In Algorithm 2, subproblem (23) can be solved by the following equation:

$$\begin{array}{c}{y}^{k+1}=arg{min}_y\mathcal{L}(y,X^k,U^k)={\displaystyle \sum _{i=1}^m}{\displaystyle \frac{{\rho }_i{x}_{rs\left(i\right)}^{k+1}}{\widehat{\rho }}}+{\displaystyle \sum _{i=1}^m}{\displaystyle \frac{u_i^k}{\widehat{\rho }}},\hfill \end{array}$$

(27)

where

$$\begin{array}{c}\widehat{\rho }:={\displaystyle \sum _{i=1}^m}{\rho }_i,\hfill \end{array}$$

(28)

Compared to traditional federated learning, we adopt the update methods outlined in (23) and (27) for the global parametersinstead of using the average of all local parameters, denoted as $x_i^{k+1}$. In contrast to the symmetric ADMM algorithm, we introduce a relaxation step to accelerate the convergence rate [19].

3.2. FedAvg-RSADMM

The communications in FedAvg-RSADMM only occur when $k\in \mathcal{K}$$=\{0,k_0,2k_0,\dots \}$, where $k_0$ is a predefined positive integer. To facilitate local updates in Algorithm 2, an auxiliary variable ($z^{k+1}=y^{\tau k+1}$) is introduced, where ${\Gamma }_k=⌊k/k_0⌋k_0$. It can be readily observed that if $k={\Gamma }_k$, then $k\in \mathcal{K}$, and when ${\Gamma }_k<k<{\Gamma }_k+k_0$, then $k\notin \mathcal{K}$, i.e.,

$$\begin{array}{c}{z}^{k+1}=\left\{\begin{array}{ccc}{y}^{k+1},\hfill & if& k\in \mathcal{K},\\ y^{{\tau }_k+1},\hfill & if& k\notin \mathcal{K}.\end{array}\right.\hfill \end{array}$$

(29)

This approach decreases the number of communication rounds (e.g., parameter feedback and parameter upload), resulting in substantial cost savings with a convergence rate of $\mathit{0}(1/K)$, where K is the number of iterations. A convex combination between local and global variables is used to formulate the relaxed step, which is then employed to perform the parameter update. The corresponding Algorithm 3 proceeds as follows.

● Goal of the exercise:
According to the passage on FedAvg-RSADMM, what is used to formulate the relaxed step?

● Material provided:
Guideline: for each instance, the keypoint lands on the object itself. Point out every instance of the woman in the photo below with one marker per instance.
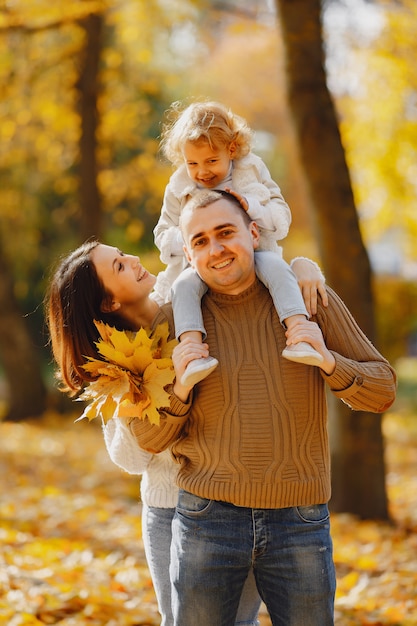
(99, 282)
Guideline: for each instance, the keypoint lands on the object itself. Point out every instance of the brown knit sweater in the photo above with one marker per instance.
(255, 433)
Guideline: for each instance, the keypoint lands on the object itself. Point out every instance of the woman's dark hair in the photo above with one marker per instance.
(73, 302)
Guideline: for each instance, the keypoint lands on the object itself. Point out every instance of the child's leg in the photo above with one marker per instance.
(282, 284)
(186, 293)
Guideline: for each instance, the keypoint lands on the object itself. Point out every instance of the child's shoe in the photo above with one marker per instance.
(302, 352)
(198, 370)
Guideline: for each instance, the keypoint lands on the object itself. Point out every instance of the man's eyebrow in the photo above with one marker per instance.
(217, 228)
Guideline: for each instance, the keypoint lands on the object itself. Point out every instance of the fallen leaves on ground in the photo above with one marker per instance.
(70, 535)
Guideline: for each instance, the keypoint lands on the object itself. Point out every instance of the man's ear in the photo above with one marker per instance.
(187, 256)
(109, 306)
(254, 230)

● Output:
A convex combination between local and global variables.